* **DO THIS**:
From the forum thread on brushing a Vizsla below, reproduce verbatim the stretch from "Husband and I" through "for some fun.".

* **SELECTED PASSAGE**:
# Best brush for V



## marysmiles4u

Husband and I are getting our fisrt V and wanted to know if any one can recommend a good brush, or is it not necessary to get.

Thanks!


----------



## gunnr

MarySmiles4U

Welcome and congrat's on your new Vizsla puppy. You're in for some fun.
You probably won't need a brush. A Vizsla has a single coat of hair which continually replaces itself, so there is no shed cycle either. Each hair is only about 3/4" long and easily vacuums up.
When I do need to "buff 'em up" I just use an old Terry cloth towel. All of my V's have loved being rubbed/dryed with a towel.
If you find that you do need a brush, a smaller body/face brush for a horse would be an excellent choice. Not a curry though.


----------



## NZ_V

Hard case - Rossi loves being dried with a towel too, V's are such characters


----------



## DixiesMom

My 2 favorite grooming tools for Reba are actually made for horses and cats. I use a small soft face brush (horse) to remove large debris from her coat and legs and a cotton glove with soft rubber knobbies (found in the cat section of my pet store) to wipe her and remove loose hairs.

* **SOURCE EXCERPT**:
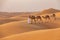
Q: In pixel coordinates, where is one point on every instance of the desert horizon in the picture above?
(29, 19)
(15, 26)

* **SOLUTION**:
Husband and I are getting our fisrt V and wanted to know if any one can recommend a good brush, or is it not necessary to get.

Thanks!


----------



## gunnr

MarySmiles4U

Welcome and congrat's on your new Vizsla puppy. You're in for some fun.